── Dataset content ──

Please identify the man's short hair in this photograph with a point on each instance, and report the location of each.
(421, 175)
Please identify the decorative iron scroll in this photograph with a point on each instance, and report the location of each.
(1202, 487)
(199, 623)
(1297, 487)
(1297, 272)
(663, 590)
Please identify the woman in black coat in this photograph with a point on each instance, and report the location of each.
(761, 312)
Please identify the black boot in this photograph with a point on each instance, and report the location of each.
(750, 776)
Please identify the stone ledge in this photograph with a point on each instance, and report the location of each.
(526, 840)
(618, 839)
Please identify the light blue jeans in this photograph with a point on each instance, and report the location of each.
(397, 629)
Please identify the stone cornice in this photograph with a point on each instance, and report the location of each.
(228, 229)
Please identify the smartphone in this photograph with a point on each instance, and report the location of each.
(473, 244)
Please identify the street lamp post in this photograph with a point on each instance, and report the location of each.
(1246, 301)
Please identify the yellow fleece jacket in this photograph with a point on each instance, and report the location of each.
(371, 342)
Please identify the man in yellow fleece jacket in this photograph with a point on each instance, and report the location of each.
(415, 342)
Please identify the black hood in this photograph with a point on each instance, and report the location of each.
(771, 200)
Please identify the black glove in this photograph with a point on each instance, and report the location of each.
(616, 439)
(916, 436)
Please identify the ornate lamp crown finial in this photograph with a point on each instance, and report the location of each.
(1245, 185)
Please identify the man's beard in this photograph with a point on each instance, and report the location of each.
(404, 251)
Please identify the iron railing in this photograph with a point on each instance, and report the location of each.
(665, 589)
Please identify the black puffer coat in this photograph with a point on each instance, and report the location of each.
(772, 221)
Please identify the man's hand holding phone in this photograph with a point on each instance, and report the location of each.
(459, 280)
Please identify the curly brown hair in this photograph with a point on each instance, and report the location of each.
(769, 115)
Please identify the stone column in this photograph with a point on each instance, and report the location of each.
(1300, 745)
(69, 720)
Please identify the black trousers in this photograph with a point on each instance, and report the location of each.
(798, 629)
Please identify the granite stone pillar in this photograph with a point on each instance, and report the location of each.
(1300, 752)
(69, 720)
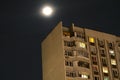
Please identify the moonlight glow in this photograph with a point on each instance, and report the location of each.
(47, 11)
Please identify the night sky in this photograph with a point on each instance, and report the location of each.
(22, 29)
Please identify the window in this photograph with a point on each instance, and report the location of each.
(68, 63)
(70, 74)
(69, 53)
(85, 76)
(110, 45)
(104, 62)
(115, 73)
(91, 40)
(101, 43)
(106, 78)
(69, 43)
(102, 52)
(105, 70)
(113, 61)
(112, 54)
(83, 64)
(96, 78)
(95, 69)
(94, 60)
(66, 34)
(80, 35)
(93, 50)
(82, 53)
(80, 44)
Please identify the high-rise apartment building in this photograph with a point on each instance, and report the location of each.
(80, 54)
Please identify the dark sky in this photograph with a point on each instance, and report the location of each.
(22, 29)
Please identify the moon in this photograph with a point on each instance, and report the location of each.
(47, 11)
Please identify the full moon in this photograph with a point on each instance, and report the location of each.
(47, 11)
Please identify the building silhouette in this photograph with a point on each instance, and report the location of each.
(80, 54)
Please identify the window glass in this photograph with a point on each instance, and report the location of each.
(91, 39)
(106, 78)
(111, 51)
(80, 44)
(105, 70)
(113, 61)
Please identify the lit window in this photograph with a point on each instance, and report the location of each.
(106, 78)
(105, 70)
(111, 51)
(91, 40)
(84, 76)
(113, 62)
(80, 44)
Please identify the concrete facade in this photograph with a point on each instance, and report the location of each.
(80, 54)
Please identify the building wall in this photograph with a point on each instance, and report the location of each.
(52, 55)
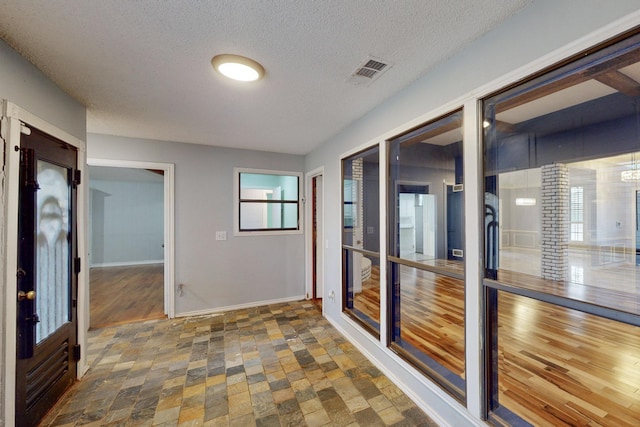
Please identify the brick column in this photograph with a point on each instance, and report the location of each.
(555, 221)
(357, 174)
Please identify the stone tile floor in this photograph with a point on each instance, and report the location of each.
(277, 365)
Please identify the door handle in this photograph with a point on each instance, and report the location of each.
(30, 295)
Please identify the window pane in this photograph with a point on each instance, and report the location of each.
(268, 216)
(426, 227)
(428, 324)
(53, 262)
(562, 163)
(426, 187)
(361, 202)
(257, 186)
(362, 282)
(360, 238)
(557, 366)
(562, 187)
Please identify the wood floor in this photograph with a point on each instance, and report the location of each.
(121, 295)
(556, 367)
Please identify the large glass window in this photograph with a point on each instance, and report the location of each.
(562, 270)
(268, 201)
(426, 250)
(361, 238)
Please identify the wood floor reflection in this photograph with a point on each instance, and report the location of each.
(121, 295)
(556, 367)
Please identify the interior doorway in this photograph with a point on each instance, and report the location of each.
(315, 233)
(130, 242)
(418, 217)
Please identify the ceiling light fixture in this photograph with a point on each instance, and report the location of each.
(237, 67)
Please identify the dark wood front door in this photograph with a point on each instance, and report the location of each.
(47, 350)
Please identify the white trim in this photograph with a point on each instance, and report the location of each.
(473, 316)
(12, 116)
(218, 310)
(308, 206)
(236, 202)
(127, 264)
(169, 220)
(383, 194)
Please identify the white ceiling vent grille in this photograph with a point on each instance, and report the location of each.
(369, 70)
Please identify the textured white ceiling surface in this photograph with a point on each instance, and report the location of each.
(142, 68)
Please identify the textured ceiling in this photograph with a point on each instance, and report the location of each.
(142, 68)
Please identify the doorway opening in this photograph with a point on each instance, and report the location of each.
(130, 242)
(418, 222)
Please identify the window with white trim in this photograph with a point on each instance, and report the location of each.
(267, 202)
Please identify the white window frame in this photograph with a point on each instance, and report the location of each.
(236, 203)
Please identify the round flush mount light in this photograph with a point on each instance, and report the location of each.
(237, 67)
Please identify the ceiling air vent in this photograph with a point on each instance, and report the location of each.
(368, 71)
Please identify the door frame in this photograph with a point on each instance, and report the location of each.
(169, 221)
(308, 206)
(12, 119)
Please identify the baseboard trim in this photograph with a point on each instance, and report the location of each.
(127, 264)
(218, 310)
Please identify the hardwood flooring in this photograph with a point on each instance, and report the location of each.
(556, 366)
(121, 295)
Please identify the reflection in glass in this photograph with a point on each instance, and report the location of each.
(561, 367)
(430, 326)
(427, 250)
(53, 245)
(360, 237)
(571, 149)
(570, 139)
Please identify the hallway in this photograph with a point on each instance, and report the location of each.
(277, 365)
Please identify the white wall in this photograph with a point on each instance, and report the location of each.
(127, 222)
(217, 274)
(538, 30)
(25, 86)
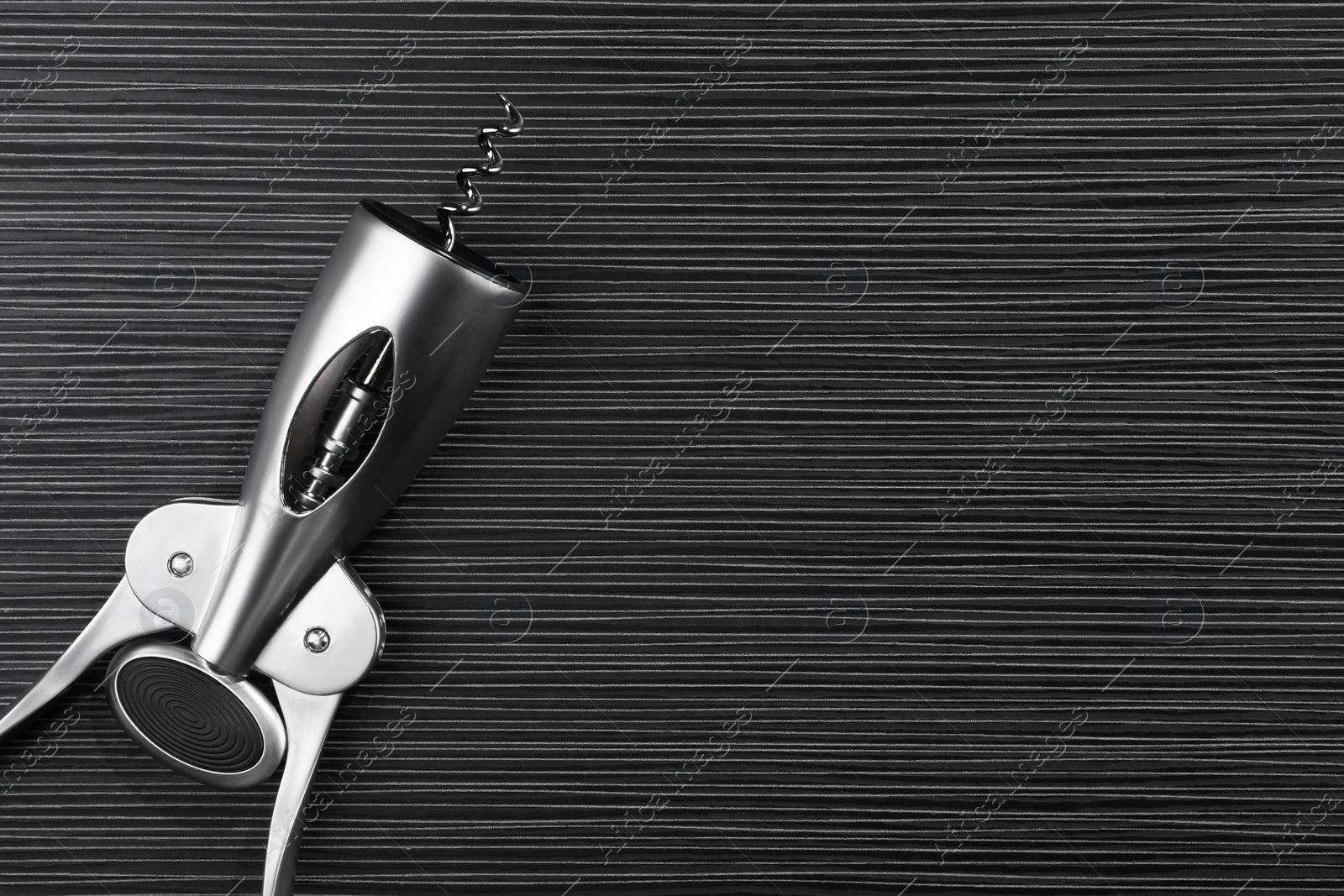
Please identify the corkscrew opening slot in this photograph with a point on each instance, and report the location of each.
(338, 422)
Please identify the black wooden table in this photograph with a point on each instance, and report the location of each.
(914, 469)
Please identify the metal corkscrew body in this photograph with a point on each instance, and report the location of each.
(262, 584)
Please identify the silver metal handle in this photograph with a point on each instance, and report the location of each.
(120, 620)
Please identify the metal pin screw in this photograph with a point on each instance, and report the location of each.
(316, 640)
(181, 564)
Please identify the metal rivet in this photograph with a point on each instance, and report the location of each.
(316, 640)
(181, 564)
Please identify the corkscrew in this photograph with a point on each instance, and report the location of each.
(495, 164)
(262, 584)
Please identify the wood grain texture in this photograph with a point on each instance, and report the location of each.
(1019, 511)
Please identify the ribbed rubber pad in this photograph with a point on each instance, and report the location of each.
(190, 715)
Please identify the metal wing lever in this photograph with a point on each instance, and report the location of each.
(121, 618)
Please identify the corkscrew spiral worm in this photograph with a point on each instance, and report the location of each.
(494, 165)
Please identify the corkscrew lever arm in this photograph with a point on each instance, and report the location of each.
(121, 618)
(308, 718)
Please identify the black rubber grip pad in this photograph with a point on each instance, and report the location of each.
(190, 715)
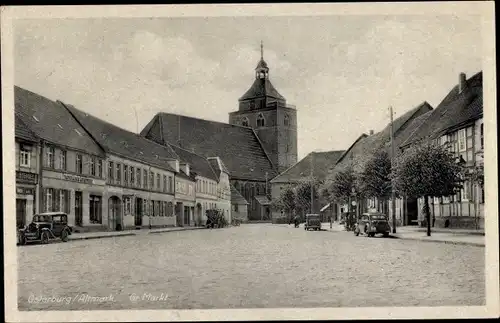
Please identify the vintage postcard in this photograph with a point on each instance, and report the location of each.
(250, 162)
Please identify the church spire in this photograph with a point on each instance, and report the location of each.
(262, 71)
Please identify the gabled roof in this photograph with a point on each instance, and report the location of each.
(199, 165)
(261, 88)
(238, 147)
(124, 143)
(23, 132)
(365, 145)
(236, 197)
(455, 110)
(321, 161)
(49, 120)
(263, 200)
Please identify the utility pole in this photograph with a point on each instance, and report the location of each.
(312, 183)
(393, 195)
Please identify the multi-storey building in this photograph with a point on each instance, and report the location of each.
(457, 123)
(206, 184)
(72, 177)
(140, 175)
(223, 187)
(27, 169)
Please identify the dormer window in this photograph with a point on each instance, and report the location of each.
(261, 122)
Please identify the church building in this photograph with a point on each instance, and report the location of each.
(258, 143)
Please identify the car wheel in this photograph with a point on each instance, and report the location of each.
(44, 237)
(64, 235)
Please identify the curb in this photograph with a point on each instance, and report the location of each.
(174, 230)
(475, 244)
(103, 237)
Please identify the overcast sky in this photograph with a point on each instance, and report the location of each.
(341, 72)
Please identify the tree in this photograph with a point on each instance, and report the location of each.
(427, 171)
(303, 195)
(375, 178)
(286, 201)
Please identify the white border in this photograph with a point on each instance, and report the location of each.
(485, 9)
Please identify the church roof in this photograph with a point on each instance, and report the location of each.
(261, 88)
(239, 147)
(321, 161)
(262, 64)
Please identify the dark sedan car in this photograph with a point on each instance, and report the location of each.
(373, 223)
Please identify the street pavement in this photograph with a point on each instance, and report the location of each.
(253, 265)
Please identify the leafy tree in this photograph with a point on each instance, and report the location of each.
(427, 171)
(303, 194)
(286, 201)
(375, 178)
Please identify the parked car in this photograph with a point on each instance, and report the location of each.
(313, 221)
(44, 227)
(372, 223)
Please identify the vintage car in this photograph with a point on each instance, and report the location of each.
(44, 227)
(313, 221)
(372, 223)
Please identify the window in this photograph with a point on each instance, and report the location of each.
(25, 157)
(49, 157)
(138, 177)
(118, 173)
(125, 175)
(95, 209)
(481, 129)
(462, 140)
(260, 120)
(79, 163)
(92, 166)
(127, 205)
(99, 168)
(111, 171)
(49, 193)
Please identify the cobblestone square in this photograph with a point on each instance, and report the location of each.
(254, 265)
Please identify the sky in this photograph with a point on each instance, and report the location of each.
(341, 72)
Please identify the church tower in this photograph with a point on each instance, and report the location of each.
(273, 120)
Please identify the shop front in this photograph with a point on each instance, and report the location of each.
(82, 198)
(26, 197)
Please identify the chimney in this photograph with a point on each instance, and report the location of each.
(462, 81)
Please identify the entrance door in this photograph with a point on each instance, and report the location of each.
(412, 215)
(78, 208)
(20, 213)
(138, 212)
(114, 207)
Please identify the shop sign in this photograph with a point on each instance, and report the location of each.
(25, 191)
(78, 179)
(26, 177)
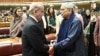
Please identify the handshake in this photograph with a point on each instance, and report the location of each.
(51, 49)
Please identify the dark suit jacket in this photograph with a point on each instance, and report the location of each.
(73, 44)
(34, 42)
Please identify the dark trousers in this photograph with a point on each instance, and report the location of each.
(98, 51)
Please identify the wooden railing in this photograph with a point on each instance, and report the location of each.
(25, 0)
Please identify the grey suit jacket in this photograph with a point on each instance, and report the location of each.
(34, 42)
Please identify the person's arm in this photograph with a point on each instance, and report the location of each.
(96, 31)
(36, 39)
(73, 34)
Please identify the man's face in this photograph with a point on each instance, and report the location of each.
(64, 12)
(40, 13)
(19, 12)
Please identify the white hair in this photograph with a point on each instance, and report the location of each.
(35, 6)
(68, 5)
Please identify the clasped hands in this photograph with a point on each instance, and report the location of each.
(51, 50)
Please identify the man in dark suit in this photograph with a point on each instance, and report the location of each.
(70, 41)
(34, 42)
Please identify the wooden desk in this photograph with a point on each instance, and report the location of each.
(5, 40)
(51, 36)
(4, 24)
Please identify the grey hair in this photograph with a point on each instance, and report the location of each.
(35, 6)
(68, 5)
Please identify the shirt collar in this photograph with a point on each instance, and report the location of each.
(33, 17)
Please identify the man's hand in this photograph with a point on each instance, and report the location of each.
(51, 50)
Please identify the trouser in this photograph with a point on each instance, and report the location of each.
(98, 51)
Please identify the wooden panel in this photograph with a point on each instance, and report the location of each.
(25, 0)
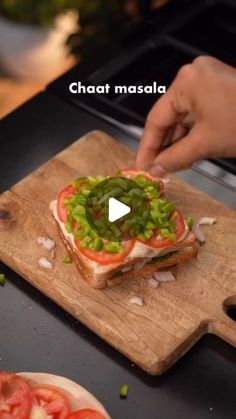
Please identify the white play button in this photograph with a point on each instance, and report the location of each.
(116, 209)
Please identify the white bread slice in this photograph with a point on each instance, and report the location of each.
(78, 397)
(100, 276)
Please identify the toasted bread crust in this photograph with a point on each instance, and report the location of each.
(187, 249)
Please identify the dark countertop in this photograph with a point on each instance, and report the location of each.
(36, 335)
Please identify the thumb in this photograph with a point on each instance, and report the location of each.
(179, 155)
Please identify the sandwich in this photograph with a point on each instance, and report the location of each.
(153, 236)
(31, 395)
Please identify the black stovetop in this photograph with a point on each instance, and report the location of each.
(153, 50)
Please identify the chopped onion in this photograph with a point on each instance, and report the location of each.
(207, 221)
(41, 240)
(126, 269)
(49, 244)
(165, 180)
(137, 301)
(164, 276)
(44, 263)
(199, 234)
(153, 283)
(53, 253)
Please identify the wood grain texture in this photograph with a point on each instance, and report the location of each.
(175, 315)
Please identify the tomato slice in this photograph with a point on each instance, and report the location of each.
(15, 397)
(64, 194)
(132, 173)
(86, 414)
(159, 242)
(49, 401)
(105, 258)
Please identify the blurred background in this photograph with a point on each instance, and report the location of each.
(39, 40)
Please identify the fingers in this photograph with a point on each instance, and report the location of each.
(162, 116)
(180, 155)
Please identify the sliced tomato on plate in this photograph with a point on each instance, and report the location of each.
(15, 397)
(132, 173)
(63, 195)
(159, 242)
(86, 414)
(105, 258)
(49, 401)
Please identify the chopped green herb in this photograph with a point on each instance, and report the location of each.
(2, 279)
(67, 260)
(124, 389)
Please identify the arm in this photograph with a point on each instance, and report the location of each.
(196, 117)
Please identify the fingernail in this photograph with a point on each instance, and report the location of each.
(157, 170)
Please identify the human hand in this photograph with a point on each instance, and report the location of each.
(196, 117)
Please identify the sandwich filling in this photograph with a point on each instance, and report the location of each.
(163, 230)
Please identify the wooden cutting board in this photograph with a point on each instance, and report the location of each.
(175, 315)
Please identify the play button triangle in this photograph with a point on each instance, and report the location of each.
(117, 209)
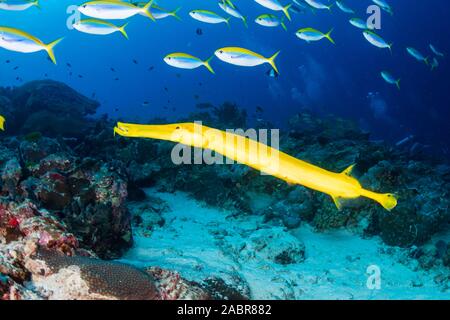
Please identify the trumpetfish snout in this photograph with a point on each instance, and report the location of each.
(339, 186)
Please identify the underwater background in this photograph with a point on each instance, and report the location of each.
(72, 194)
(318, 76)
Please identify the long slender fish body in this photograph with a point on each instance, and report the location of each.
(259, 156)
(114, 9)
(318, 5)
(310, 34)
(384, 5)
(244, 57)
(275, 5)
(99, 27)
(359, 23)
(270, 20)
(186, 61)
(17, 5)
(19, 41)
(207, 17)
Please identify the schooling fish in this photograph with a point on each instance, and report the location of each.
(17, 5)
(208, 17)
(310, 34)
(232, 10)
(390, 79)
(114, 9)
(417, 55)
(344, 8)
(244, 57)
(359, 23)
(159, 13)
(270, 20)
(186, 61)
(384, 5)
(99, 27)
(17, 40)
(376, 40)
(275, 5)
(316, 4)
(436, 51)
(340, 186)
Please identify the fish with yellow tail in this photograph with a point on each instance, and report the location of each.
(17, 40)
(244, 57)
(340, 186)
(114, 9)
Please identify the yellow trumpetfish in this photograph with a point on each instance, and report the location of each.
(259, 156)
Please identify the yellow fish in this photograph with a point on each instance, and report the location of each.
(17, 40)
(339, 186)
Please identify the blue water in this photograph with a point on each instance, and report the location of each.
(320, 77)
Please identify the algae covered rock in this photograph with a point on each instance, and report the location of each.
(47, 106)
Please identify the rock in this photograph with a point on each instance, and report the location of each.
(49, 107)
(59, 277)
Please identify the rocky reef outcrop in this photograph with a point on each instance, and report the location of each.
(48, 107)
(66, 185)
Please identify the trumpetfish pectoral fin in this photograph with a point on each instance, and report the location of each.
(338, 202)
(348, 171)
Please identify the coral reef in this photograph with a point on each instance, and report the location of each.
(49, 107)
(67, 186)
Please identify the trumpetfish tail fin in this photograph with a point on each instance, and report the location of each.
(387, 200)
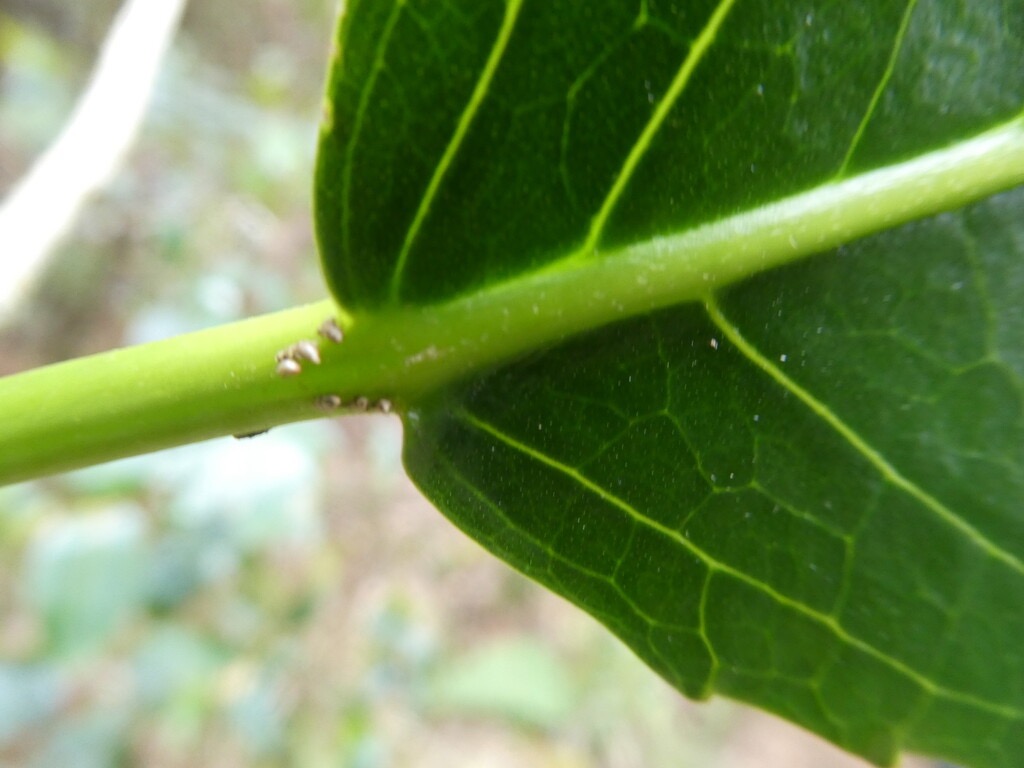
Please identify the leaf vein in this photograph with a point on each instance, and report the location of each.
(885, 468)
(927, 684)
(880, 88)
(679, 83)
(512, 8)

───

_Exercise brief_
Everything from the line with "Please identify the schooling" through the final line of the records above should be written out exactly, minus the pictures.

_Problem solution_
Please identify the schooling fish in this photograph with a point on each instance, and report the location of each.
(17, 5)
(208, 17)
(310, 34)
(232, 10)
(390, 79)
(114, 9)
(417, 55)
(344, 8)
(244, 57)
(359, 23)
(159, 13)
(270, 20)
(186, 61)
(384, 5)
(99, 27)
(17, 40)
(376, 40)
(275, 5)
(316, 4)
(436, 51)
(340, 186)
Please identify the fish with yellow tail in this photograph with a point on each instance, and report the location of each.
(17, 40)
(244, 57)
(340, 186)
(114, 9)
Please identify the yellow trumpetfish in this photograph with a point on each instance, and report the location of each.
(259, 156)
Please identify the yellow fish in this photograph with a point on each instance, and report the location of each.
(17, 40)
(339, 186)
Please identify the blue water in this photograph with a point on each instance, and report the location of each.
(320, 77)
Please identify the algae covered rock in this photograph with a point on each instance, and report the location of each.
(47, 106)
Please identify the rock in this photograph with a point on each instance, and report the location of each.
(49, 107)
(59, 277)
Please identify the rocky reef outcrop in this photograph with a point on each instance, and report the location of each.
(48, 107)
(66, 185)
Please identify the trumpetfish pectoral fin in this photograph with a point on each instance, and report the location of each.
(338, 202)
(348, 171)
Please identify the coral reef in this photograph with a point on each instance, and report the location of each.
(49, 107)
(67, 186)
Please identify the trumpetfish tail fin in this photograph with a point on each instance, and report the location of each.
(387, 200)
Please identify the leaf vein in this photograph with a point on each instance, and report the location of each.
(885, 468)
(927, 684)
(880, 88)
(679, 83)
(512, 8)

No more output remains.